ASSIGNMENT:
What is the count of lines below that include "rough"? Reply with nothing else.

*** EXERCISE MATERIAL ***

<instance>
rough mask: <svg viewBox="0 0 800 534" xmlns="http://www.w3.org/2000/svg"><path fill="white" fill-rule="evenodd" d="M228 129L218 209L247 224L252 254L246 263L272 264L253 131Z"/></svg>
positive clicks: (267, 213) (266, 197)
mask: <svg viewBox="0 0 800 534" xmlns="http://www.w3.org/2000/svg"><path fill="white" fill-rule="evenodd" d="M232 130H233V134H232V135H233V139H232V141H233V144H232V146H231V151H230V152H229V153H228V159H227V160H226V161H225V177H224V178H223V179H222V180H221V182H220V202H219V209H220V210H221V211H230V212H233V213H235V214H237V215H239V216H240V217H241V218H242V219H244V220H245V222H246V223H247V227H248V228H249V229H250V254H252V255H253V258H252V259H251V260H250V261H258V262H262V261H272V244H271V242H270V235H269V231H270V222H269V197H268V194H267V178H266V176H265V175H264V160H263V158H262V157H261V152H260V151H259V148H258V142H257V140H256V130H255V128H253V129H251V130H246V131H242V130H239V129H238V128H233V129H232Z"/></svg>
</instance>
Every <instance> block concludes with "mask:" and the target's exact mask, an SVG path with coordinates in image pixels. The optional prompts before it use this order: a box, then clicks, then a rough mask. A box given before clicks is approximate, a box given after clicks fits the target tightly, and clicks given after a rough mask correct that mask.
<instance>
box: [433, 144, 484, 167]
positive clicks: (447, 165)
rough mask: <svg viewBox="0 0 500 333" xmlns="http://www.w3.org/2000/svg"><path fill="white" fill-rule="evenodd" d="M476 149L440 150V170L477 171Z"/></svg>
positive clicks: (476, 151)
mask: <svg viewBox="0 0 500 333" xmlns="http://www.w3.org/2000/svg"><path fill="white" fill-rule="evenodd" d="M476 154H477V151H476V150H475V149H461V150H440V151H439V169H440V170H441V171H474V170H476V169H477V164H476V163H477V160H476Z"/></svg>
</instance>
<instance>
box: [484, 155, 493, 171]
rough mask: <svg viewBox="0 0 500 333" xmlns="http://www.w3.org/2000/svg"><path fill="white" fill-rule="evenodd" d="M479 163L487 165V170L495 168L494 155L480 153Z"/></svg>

***

SOLUTION FOR THIS EXERCISE:
4